Istruzioni operative:
[a] Nel testo sulle elezioni messicane, sostituisca "sindaco" con "primo cittadino" e trascriva tutto il passo che va da "Quella che si" fino a "omicidi ogni anno.".
[b] Prosegua il testo sulle elezioni messicane a partire dalla sua ultima frase.

Testo riportato:
• • • • • • •

Quella che si è appena conclusa è stata una delle campagne elettorali più sanguinose della storia del Messico. Decine e decine di candidati locali sono stati assassinati prima delle elezioni del 2 giugno e altre centinaia, terrorizzati, hanno preferito rinunciare alla loro corsa per la carica di sindaco o consigliere comunale. In questo quadro di recrudescenza della violenza la vittoria delle elezioni presidenziali è andata a Claudia Sheinbaum, esponente del Movimento Rigenerazione Nazionale, meglio noto con l'acronimo di Morena: la 62enne, ingegnera ambientale, dovrà nei prossimi anni governare uno dei Paesi più importanti del continente americano affrontando, tra le altre sfide, i potenti cartelli della criminalità organizzata responsabili di decine di migliaia di omicidi ogni anno.

• • • • • • •

Righe grezze:
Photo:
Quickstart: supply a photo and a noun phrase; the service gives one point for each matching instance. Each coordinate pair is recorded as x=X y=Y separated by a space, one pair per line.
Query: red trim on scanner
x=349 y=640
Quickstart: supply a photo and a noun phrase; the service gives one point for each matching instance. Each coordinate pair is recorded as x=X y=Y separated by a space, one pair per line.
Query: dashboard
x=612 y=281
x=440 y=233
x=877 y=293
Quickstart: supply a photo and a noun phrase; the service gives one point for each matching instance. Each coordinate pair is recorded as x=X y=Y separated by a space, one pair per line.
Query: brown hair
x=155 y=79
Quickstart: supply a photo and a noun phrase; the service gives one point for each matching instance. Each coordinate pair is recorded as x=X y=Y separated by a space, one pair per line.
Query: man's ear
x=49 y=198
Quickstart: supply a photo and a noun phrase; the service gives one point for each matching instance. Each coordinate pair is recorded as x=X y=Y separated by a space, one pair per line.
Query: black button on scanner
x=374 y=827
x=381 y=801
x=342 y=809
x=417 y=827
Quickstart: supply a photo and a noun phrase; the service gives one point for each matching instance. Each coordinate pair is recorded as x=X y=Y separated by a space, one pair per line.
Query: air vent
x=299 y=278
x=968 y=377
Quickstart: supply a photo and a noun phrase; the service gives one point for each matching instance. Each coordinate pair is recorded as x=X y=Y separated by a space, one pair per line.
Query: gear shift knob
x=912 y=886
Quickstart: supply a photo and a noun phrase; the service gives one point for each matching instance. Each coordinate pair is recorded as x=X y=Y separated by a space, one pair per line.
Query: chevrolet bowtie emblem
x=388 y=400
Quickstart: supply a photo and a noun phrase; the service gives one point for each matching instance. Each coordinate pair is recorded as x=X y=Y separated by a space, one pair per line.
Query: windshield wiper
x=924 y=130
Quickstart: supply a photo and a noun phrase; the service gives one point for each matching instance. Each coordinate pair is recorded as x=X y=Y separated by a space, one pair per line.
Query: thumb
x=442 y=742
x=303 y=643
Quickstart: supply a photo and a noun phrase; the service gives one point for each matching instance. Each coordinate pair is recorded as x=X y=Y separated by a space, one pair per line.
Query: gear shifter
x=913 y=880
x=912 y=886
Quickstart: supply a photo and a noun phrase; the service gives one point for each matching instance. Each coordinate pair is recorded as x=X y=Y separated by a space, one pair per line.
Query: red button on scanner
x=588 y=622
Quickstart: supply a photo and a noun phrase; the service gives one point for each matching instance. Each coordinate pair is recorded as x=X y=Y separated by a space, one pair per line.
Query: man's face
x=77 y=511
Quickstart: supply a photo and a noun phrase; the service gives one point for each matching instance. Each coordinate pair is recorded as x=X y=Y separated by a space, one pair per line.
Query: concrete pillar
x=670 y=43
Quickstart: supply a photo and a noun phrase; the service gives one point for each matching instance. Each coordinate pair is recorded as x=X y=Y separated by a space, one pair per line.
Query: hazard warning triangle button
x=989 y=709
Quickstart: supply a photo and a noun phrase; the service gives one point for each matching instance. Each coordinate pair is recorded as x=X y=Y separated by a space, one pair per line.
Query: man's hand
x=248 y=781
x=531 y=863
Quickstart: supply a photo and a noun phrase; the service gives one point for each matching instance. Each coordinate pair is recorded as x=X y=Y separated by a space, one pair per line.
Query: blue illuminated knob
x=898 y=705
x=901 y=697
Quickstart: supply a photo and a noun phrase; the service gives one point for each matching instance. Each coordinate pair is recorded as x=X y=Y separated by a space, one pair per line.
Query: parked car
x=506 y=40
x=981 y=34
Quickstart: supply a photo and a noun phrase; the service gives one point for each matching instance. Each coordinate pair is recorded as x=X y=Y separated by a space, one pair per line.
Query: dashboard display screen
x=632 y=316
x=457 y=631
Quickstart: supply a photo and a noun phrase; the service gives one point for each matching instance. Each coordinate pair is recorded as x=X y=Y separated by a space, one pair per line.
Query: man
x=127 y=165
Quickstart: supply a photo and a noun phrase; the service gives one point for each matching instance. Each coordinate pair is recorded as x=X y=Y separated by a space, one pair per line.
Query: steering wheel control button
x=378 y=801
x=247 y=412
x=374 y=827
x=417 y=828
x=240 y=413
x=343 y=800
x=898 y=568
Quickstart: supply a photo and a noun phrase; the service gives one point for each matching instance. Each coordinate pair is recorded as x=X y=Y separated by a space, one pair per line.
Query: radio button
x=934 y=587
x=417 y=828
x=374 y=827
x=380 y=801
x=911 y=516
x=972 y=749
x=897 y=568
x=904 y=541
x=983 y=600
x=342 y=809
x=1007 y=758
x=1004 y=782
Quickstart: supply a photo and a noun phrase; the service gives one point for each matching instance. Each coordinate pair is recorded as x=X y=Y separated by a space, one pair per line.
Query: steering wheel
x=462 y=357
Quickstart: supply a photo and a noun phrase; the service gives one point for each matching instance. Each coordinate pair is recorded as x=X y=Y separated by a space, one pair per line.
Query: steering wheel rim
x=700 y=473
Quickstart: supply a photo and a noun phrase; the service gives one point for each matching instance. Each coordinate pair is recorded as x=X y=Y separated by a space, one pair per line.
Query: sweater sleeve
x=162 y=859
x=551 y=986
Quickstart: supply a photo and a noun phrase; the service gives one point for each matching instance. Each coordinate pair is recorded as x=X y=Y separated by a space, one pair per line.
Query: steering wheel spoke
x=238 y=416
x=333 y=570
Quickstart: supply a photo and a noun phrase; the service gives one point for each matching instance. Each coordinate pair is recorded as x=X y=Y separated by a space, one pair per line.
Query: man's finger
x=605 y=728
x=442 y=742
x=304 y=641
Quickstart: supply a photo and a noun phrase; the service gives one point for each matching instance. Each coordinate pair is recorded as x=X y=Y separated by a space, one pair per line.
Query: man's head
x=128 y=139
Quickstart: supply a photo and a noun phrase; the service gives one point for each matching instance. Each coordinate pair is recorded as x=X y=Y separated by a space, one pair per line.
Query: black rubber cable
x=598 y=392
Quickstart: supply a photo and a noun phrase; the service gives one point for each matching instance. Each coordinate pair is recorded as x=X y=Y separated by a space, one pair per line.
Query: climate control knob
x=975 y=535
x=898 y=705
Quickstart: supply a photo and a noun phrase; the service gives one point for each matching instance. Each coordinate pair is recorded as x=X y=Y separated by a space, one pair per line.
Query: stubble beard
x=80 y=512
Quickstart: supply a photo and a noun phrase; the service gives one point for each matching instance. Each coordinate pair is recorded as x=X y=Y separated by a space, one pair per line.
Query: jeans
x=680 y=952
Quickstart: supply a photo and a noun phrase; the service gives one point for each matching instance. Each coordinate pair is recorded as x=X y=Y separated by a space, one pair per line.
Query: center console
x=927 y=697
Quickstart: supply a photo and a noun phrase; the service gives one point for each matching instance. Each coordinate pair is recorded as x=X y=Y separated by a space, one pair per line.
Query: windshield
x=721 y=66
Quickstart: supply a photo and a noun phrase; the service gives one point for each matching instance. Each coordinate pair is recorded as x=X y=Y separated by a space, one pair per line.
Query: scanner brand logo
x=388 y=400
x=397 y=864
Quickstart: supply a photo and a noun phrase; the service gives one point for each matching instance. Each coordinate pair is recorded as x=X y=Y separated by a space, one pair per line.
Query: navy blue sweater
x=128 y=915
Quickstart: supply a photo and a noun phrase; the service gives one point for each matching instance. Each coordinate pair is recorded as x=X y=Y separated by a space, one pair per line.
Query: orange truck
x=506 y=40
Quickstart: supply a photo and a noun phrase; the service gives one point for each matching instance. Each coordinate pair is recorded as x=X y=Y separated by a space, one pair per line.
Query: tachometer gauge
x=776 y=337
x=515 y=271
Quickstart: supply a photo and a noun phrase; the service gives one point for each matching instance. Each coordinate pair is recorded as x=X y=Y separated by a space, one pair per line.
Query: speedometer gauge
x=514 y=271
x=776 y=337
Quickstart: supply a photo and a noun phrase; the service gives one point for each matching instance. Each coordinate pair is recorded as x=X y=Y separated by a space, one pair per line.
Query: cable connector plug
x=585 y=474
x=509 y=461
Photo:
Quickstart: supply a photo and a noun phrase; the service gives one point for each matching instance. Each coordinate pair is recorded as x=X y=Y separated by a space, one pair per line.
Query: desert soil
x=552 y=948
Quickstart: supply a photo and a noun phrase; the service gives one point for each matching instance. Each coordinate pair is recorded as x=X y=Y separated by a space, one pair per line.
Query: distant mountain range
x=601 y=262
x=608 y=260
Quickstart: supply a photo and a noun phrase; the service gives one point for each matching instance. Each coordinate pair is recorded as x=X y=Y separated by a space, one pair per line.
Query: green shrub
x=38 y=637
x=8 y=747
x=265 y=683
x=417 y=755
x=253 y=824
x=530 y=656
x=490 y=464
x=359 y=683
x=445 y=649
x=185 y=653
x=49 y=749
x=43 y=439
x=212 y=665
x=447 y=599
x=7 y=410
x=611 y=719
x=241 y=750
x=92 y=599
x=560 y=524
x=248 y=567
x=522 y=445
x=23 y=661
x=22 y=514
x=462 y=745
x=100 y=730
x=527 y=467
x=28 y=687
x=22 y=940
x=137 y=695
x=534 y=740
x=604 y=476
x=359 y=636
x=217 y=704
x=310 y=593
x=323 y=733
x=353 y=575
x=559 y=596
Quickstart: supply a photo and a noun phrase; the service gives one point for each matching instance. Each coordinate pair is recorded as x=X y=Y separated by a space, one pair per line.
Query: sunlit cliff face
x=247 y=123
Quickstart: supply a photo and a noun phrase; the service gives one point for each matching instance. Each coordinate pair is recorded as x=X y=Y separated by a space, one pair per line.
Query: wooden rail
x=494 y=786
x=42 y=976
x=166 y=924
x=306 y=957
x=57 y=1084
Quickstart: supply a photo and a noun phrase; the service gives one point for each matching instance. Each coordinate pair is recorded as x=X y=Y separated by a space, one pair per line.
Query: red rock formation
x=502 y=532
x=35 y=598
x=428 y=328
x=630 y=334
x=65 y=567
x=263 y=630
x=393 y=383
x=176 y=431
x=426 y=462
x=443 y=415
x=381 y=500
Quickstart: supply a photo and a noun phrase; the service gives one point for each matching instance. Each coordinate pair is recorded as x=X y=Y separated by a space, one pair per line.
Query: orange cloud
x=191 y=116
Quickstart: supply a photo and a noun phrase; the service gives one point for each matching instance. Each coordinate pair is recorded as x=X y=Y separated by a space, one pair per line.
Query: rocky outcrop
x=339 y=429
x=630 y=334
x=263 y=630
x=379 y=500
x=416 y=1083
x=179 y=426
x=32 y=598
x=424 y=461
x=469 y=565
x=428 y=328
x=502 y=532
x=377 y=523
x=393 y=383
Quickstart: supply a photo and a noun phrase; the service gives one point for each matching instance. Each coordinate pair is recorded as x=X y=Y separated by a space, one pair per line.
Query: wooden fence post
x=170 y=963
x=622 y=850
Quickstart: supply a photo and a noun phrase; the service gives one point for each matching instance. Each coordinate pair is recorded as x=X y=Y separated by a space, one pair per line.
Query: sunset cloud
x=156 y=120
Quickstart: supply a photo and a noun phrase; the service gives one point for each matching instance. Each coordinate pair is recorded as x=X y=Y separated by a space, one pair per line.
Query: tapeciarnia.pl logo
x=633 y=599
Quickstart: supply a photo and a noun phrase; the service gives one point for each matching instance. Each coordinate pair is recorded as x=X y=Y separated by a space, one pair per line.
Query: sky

• • • • • • •

Elenco risposte:
[a]
Quella che si è appena conclusa è stata una delle campagne elettorali più sanguinose della storia del Messico. Decine e decine di candidati locali sono stati assassinati prima delle elezioni del 2 giugno e altre centinaia, terrorizzati, hanno preferito rinunciare alla loro corsa per la carica di primo cittadino o consigliere comunale. In questo quadro di recrudescenza della violenza la vittoria delle elezioni presidenziali è andata a Claudia Sheinbaum, esponente del Movimento Rigenerazione Nazionale, meglio noto con l'acronimo di Morena: la 62enne, ingegnera ambientale, dovrà nei prossimi anni governare uno dei Paesi più importanti del continente americano affrontando, tra le altre sfide, i potenti cartelli della criminalità organizzata responsabili di decine di migliaia di omicidi ogni anno.

[b]
Claudia Sheinbaum non ha messo la lotta alla criminalità organizzata al centro del suo programma di governo preferendo puntare sui programmi sociali di welfare e sulla lotta alla carenza idrica e al cambiamento climatico. Eppure, come ricorda a Fanpage.it il professor Massimo De Giuseppe, tra i maggiori esperti italiani di Messico, proprio lei potrebbe essere in grado di infliggere un durissimo colpo ai cartelli del narcotraffico. Cosa che ha già dimostrato di saper fare durante il suo mandato da sindaca di Città del Messico, diventata oggi una delle megalopoli più sicure dell'America Latina.

Negli ultimi anni il Messico è stato teatro di decine di migliaia di omicidi commessi da parte di gruppi armati spesso collegati al narcotraffico. Nel 2023 le persone uccise sono state circa 30mila. Perché? Cosa sta accadendo?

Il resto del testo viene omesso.